» Records for this task
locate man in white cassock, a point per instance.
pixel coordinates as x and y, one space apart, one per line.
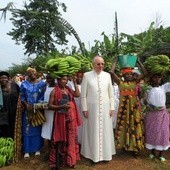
97 103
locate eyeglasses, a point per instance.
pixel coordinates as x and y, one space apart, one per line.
100 64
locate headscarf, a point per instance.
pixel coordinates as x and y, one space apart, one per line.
126 70
31 68
4 73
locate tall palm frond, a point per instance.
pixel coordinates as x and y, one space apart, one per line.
4 10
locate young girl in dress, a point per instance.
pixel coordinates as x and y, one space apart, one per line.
157 122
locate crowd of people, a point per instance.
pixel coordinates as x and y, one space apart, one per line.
90 114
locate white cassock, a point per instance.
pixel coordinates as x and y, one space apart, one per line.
97 98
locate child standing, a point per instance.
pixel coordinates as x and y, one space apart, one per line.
157 122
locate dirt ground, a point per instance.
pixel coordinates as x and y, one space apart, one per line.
120 161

» Description of the task
Reproduce the records from the line holding "locate dirt ground, a point per instance." through the end of the records, inclusive, keeping the requests as they are. Multiply every coordinate in the answers by 2.6 and round each result to a whole number, with halves rounded up.

» Exercise output
locate dirt ground, a point per instance.
pixel coordinates as x and y, one space apart, one per line.
312 419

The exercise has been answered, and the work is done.